--- START Input for this task ---

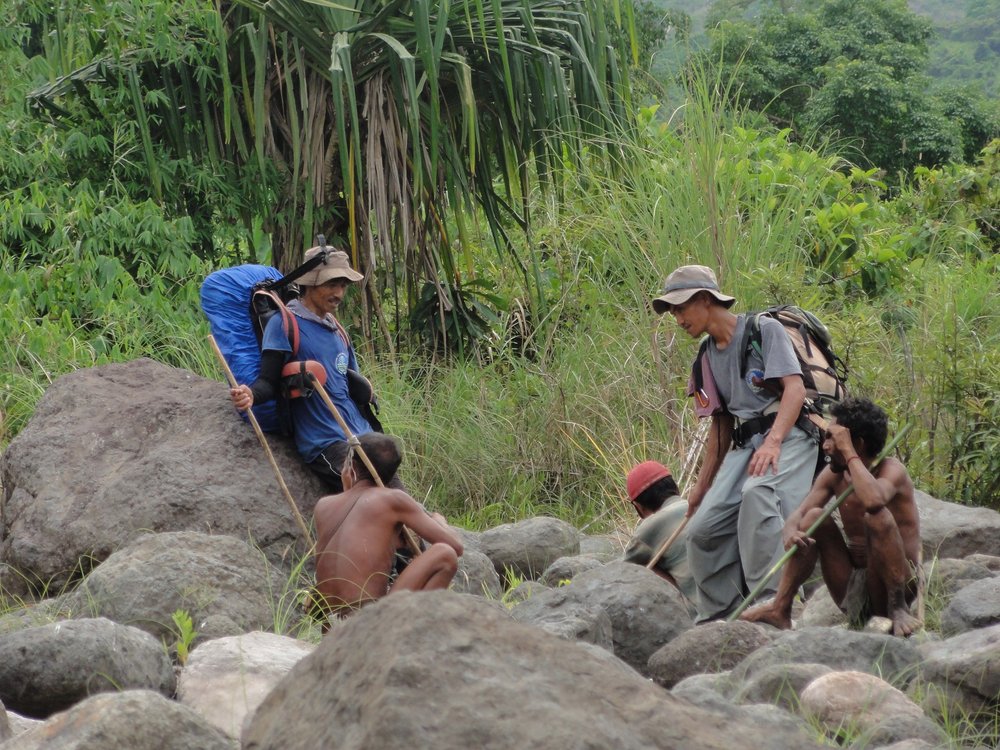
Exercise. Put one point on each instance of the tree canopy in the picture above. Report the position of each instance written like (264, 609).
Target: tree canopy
(851, 70)
(385, 124)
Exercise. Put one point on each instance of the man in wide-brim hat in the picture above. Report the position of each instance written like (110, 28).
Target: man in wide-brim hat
(760, 454)
(318, 436)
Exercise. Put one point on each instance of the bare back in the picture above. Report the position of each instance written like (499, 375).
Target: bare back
(358, 535)
(891, 475)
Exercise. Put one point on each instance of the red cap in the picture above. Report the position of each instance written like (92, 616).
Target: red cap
(643, 475)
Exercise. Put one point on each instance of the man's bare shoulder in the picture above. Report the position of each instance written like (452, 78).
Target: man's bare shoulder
(893, 470)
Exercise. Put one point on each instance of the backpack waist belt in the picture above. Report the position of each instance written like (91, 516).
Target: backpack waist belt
(746, 429)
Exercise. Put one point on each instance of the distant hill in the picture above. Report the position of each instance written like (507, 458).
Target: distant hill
(965, 49)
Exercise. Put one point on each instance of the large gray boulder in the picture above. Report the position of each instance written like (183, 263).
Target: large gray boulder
(646, 612)
(528, 547)
(49, 668)
(952, 530)
(118, 450)
(965, 670)
(781, 684)
(131, 720)
(974, 606)
(226, 678)
(565, 569)
(444, 670)
(207, 576)
(476, 575)
(873, 709)
(893, 659)
(713, 647)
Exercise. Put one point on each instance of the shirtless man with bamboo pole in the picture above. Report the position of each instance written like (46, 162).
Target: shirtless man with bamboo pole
(360, 530)
(873, 571)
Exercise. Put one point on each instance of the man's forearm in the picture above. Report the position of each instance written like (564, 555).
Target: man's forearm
(793, 397)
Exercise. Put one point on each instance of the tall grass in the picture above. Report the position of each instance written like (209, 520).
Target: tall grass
(552, 413)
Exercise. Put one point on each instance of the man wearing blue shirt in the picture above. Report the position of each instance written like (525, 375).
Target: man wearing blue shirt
(319, 438)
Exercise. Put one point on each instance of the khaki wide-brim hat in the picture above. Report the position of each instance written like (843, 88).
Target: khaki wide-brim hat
(687, 281)
(337, 266)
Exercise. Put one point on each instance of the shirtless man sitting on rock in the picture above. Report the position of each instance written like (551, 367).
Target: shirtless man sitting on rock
(873, 571)
(360, 530)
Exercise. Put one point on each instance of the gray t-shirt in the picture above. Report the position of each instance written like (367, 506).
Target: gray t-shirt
(747, 398)
(653, 532)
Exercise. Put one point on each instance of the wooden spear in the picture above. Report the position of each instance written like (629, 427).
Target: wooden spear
(267, 448)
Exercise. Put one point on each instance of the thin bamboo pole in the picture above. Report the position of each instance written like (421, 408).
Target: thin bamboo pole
(267, 448)
(827, 512)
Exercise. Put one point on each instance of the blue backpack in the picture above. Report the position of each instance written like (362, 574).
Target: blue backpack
(238, 303)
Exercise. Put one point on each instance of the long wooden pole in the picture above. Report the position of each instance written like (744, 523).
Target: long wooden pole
(827, 512)
(411, 539)
(667, 544)
(267, 448)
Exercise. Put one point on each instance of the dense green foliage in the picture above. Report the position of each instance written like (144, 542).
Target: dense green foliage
(966, 46)
(547, 412)
(233, 115)
(853, 71)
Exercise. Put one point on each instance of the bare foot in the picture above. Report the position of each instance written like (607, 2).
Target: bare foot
(903, 623)
(769, 615)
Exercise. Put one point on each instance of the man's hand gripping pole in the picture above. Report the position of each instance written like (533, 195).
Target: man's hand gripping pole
(267, 448)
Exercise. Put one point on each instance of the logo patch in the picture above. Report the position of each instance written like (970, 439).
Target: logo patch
(755, 380)
(341, 363)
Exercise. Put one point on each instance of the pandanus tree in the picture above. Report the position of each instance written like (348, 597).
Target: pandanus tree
(390, 124)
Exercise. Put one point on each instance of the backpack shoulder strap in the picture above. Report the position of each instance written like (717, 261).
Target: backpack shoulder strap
(697, 374)
(752, 340)
(265, 304)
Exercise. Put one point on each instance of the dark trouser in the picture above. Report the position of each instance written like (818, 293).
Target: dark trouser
(330, 462)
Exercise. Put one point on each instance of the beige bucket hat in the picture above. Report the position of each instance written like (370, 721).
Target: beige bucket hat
(337, 266)
(687, 281)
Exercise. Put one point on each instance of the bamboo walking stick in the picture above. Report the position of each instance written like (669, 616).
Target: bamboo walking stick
(352, 440)
(827, 512)
(667, 544)
(267, 448)
(698, 442)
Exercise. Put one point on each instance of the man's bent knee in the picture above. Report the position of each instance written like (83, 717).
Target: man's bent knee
(444, 557)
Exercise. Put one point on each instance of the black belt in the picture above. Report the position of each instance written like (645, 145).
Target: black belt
(747, 428)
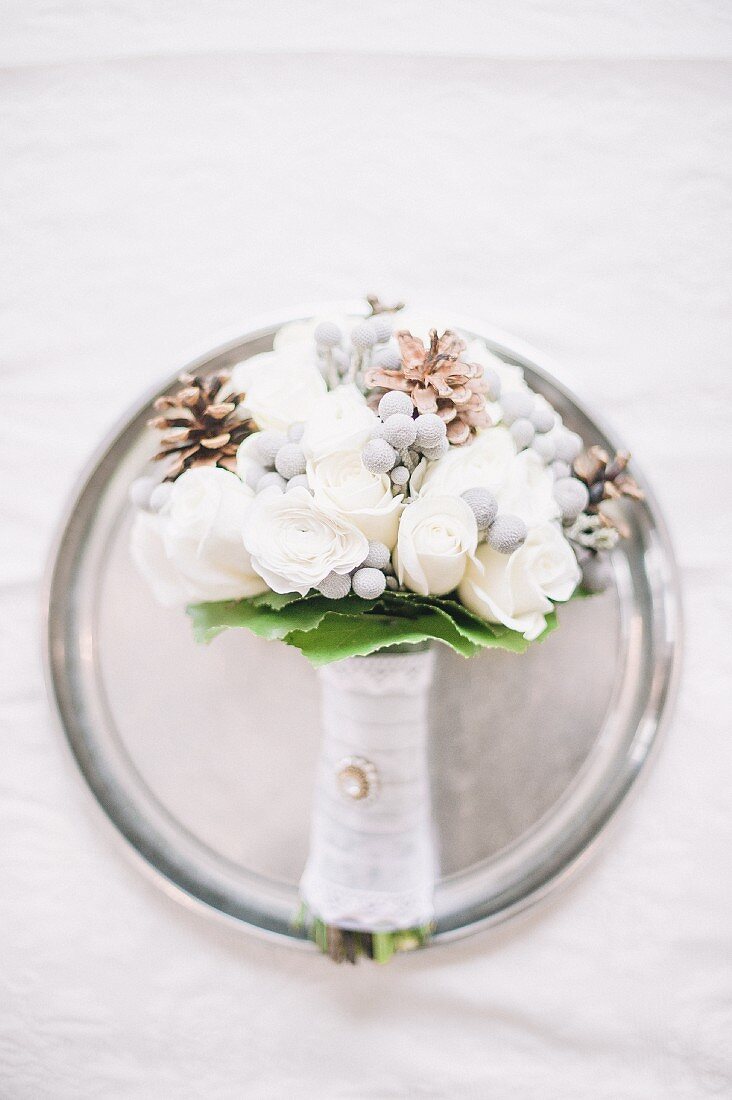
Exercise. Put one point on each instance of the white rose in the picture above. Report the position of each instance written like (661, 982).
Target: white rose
(193, 551)
(484, 463)
(281, 387)
(149, 553)
(294, 543)
(528, 491)
(437, 536)
(339, 421)
(342, 484)
(517, 589)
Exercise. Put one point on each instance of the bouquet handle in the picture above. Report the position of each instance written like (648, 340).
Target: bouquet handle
(371, 867)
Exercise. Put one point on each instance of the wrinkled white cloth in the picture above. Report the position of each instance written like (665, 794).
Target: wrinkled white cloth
(371, 865)
(559, 167)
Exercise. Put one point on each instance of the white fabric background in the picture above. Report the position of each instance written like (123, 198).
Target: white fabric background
(560, 167)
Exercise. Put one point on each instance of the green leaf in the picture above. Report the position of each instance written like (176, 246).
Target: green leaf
(329, 630)
(258, 616)
(339, 635)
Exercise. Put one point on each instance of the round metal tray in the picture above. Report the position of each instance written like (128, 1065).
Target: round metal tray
(204, 757)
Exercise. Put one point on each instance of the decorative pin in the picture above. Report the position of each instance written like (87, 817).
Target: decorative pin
(357, 779)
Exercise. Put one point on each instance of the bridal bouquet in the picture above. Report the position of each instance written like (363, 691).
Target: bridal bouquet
(369, 487)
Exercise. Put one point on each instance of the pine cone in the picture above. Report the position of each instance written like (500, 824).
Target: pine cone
(607, 480)
(438, 381)
(200, 424)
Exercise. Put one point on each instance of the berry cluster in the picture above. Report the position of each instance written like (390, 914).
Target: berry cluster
(369, 581)
(503, 534)
(401, 440)
(280, 460)
(345, 358)
(534, 425)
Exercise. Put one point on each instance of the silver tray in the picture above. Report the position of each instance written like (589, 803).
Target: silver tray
(203, 757)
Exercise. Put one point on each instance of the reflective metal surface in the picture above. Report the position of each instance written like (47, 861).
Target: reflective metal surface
(203, 757)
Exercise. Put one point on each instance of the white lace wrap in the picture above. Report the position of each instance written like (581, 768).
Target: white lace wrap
(372, 860)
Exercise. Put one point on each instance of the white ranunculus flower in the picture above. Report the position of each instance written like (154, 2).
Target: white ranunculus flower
(342, 484)
(294, 543)
(528, 491)
(484, 463)
(519, 589)
(193, 550)
(281, 387)
(339, 421)
(436, 538)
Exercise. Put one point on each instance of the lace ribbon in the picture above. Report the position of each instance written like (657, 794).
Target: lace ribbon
(372, 860)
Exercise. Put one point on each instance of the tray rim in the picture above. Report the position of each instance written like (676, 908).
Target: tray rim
(543, 365)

--- END Input for this task ---

**Task statement:** Restate the data above exactly, stripping out each image.

**Correct output:**
Exercise. Put one point on each instance of the tree canopy in the picture above. Report the position of each instance written like (264, 609).
Target: tree canopy
(851, 70)
(385, 124)
Exercise. Put one point on each instance of the man in wide-brim hat in the picture above. Report the position of each instance written like (110, 28).
Target: man in wide-brim hat
(760, 454)
(318, 436)
Exercise. Put one point on each instance of the bare back in the picture above. Report the position of each instance written like (499, 375).
Target: bare back
(358, 535)
(891, 475)
Exercise. Put one point on each instance of the red cap in the picture above. Report the position of each instance written like (92, 616).
Target: red cap
(643, 475)
Exercise. Put one point on each instance of the man's bare shoulder in the picture above. Report the position of each instance written like (452, 78).
Target: man's bare shoulder
(893, 470)
Exercise. Put one point on each instance of the backpack waist belt in the picture above. Report the position of each instance written like (91, 516).
Target: backpack waist belt
(746, 429)
Exercise. Put one point on each instance of the distant hill in the picture above. Report the position of each instance written like (507, 458).
Target: distant hill
(965, 49)
Exercise. Put one point on each instance of the large gray boulder in the picture above. Report the position of each instance written like (183, 263).
Target: large gray boulder
(646, 612)
(528, 547)
(49, 668)
(952, 530)
(118, 450)
(965, 670)
(781, 684)
(131, 720)
(974, 606)
(226, 678)
(565, 569)
(444, 670)
(207, 576)
(476, 575)
(873, 709)
(893, 659)
(713, 647)
Exercise. Put one point on each instance of the shirtless man with bamboo pole in the picture above. Report the position of each instance written like (46, 162).
Target: shirtless man with bamboo pole
(360, 530)
(873, 571)
Exercise. Put one point on each instance of the man's forearm in the picture above. Report the position of each instance written like (564, 555).
Target: man's forearm
(793, 397)
Exercise. Put one point on each instance of the tall grass in the picture above. Report the position of each instance written like (209, 520).
Target: tall grass
(552, 413)
Exercise. Put one point on each instance of the man wearing blue shirt in the picture above. Report the position of each instance written like (525, 375).
Target: man wearing blue shirt
(319, 438)
Exercise. Put one point on each instance of the khaki wide-brim hat in the picture above. Report the position of each instance written like (843, 88).
Target: khaki wide-brim hat
(687, 281)
(337, 266)
Exercise. Put one point on each instance of the shirtless man sitting on rock in the picture above. Report the position of each instance written like (551, 367).
Target: shirtless man sitting on rock
(873, 571)
(360, 530)
Exercise. Put one point on each instance of the gray t-shirt in the picture above. Report the position of each instance written like (367, 506).
Target: gray t-shirt
(747, 398)
(653, 532)
Exercise. Put one point on each instance of the wooden spear in the picture above. Report the position of each instance written like (629, 427).
Target: wooden spear
(267, 448)
Exercise. Put one point on each instance of the thin bamboo pole in the picture above. Report the position of each instance written like (421, 408).
Target: thin bamboo pole
(267, 448)
(827, 512)
Exercise. Put one point on each instance of the blue backpack in the picture above. Report the position of each instance written like (362, 574).
Target: blue backpack
(238, 303)
Exercise. Put one point on each instance of the long wooden pole in the picture above. Report the position of each instance written like (744, 523).
Target: long wooden pole
(827, 512)
(411, 539)
(667, 544)
(267, 448)
Exercise. Put one point on each instance of the dense green foliage in the picture above. Report the position of each instance written like (144, 542).
Target: dense green foliage
(966, 46)
(547, 412)
(233, 115)
(853, 71)
Exercise. Put one point on each instance of the bare foot in the picture above. Report the position of each instance written like (607, 2).
Target: bare foot
(903, 623)
(769, 615)
Exercise. Put one point on each instance of the man's hand gripping pole in the picture above. Report the position of each instance written like (533, 195).
Target: man's hand gripping pole
(267, 448)
Exercise. Put one point on each instance of the logo patch in the picture above. Report the position of each instance written like (970, 439).
Target: logo patch
(755, 380)
(341, 363)
Exercise. Put one point on each instance of the pandanus tree in the picture above. Report the position of each instance written like (348, 597).
Target: pandanus tree
(390, 124)
Exercise. Put one point on each instance of the backpack shoulder strap in the picture above. Report the position of each instance written like (717, 261).
Target: backpack shoulder strap
(697, 374)
(752, 340)
(265, 304)
Exercise. Put one point on each instance of the dark trouser in the picture above. Report the position of each instance written like (818, 293).
Target: dark trouser
(330, 462)
Exercise. Put one point on each instance of the beige bucket hat in the picture above. Report the position of each instance written like (370, 721).
Target: beige bucket hat
(337, 266)
(687, 281)
Exercise. Put one point on each instance of the bamboo walking stick in the picture above. Report the position of each instance written like (669, 616).
Target: bamboo walking stick
(352, 440)
(827, 512)
(667, 544)
(267, 448)
(698, 442)
Exercise. Put one point on each instance of the man's bent knee in the picture above. Report the position of each instance written like (83, 717).
Target: man's bent knee
(444, 557)
Exercise. Put one point on each instance of the black belt in the picture above. Report the position of each instance written like (645, 145).
Target: black belt
(747, 428)
Exercise. Put one point on each instance of the white rose in the picture above. Report the position of each instance written like (661, 982).
Target: white rose
(193, 551)
(484, 463)
(281, 387)
(149, 553)
(294, 543)
(528, 491)
(437, 536)
(339, 421)
(342, 484)
(517, 589)
Exercise. Put one point on each instance of the bouquet handle in the picture above. Report the position of each instance written like (648, 340).
Target: bouquet handle
(371, 867)
Exercise. Put one point on each instance of the wrinkled white cloth in the picture above. Report the position of each instance written like (665, 794).
Target: wrinkled white cloth
(371, 865)
(559, 167)
Exercise. Put one point on each instance of the white fabric background in the picture above. Report the position of each instance written like (123, 198).
Target: white fabric background
(560, 167)
Exercise. Put one point on each instance of the green leaf in the picture above. Report the position of each instance written like (176, 246).
Target: green leaf
(329, 630)
(258, 616)
(339, 635)
Exercise. Put one point on each instance of the round metal tray in the picture above. Report the position of each instance written like (128, 1065).
Target: round metal tray
(204, 757)
Exercise. Put one point on each instance of the decorative pin in the picture above. Report the position of each instance written like (87, 817).
Target: decorative pin
(357, 779)
Exercise. Put one point on each instance of the bridal bouquet in the picture above. Report the position of each instance written like (363, 691).
Target: bridal bouquet
(369, 487)
Exercise. Put one point on each instance of the pine cone in the picture above. Report the position of each instance written like (500, 824).
Target: pine cone
(607, 480)
(438, 381)
(200, 424)
Exercise. Put one point on each instance of the berry cluster in the picture above. Report the position of each instance written like (390, 914).
Target: berry cluster
(369, 581)
(503, 534)
(401, 440)
(280, 460)
(345, 358)
(534, 425)
Exercise. Put one point on each instance of the silver tray in the picture above. Report the position of each instance written like (589, 803).
Target: silver tray
(203, 757)
Exercise. Put one point on each instance of the reflective metal surface in the picture above. Report the position of each instance written like (47, 861).
Target: reflective metal surface
(203, 757)
Exercise. Put one point on each instance of the white lace wrap in the picture above. Report the position of each instance written like (581, 768).
Target: white lace wrap
(372, 860)
Exercise. Put one point on each instance of the white ranunculus flower in the picture above. Report the position of each instance written like (154, 2).
Target: white ranunculus flower
(342, 484)
(294, 543)
(528, 491)
(484, 463)
(519, 589)
(193, 550)
(281, 387)
(339, 421)
(436, 538)
Exercise. Put one point on each instance of the lace ribbon in the picture above. Report the position of each instance written like (657, 794).
Target: lace ribbon
(372, 860)
Exercise. Put one point on each instance of the tray rim in the picture above. Report the position of each instance written like (676, 908).
Target: tray rim
(543, 365)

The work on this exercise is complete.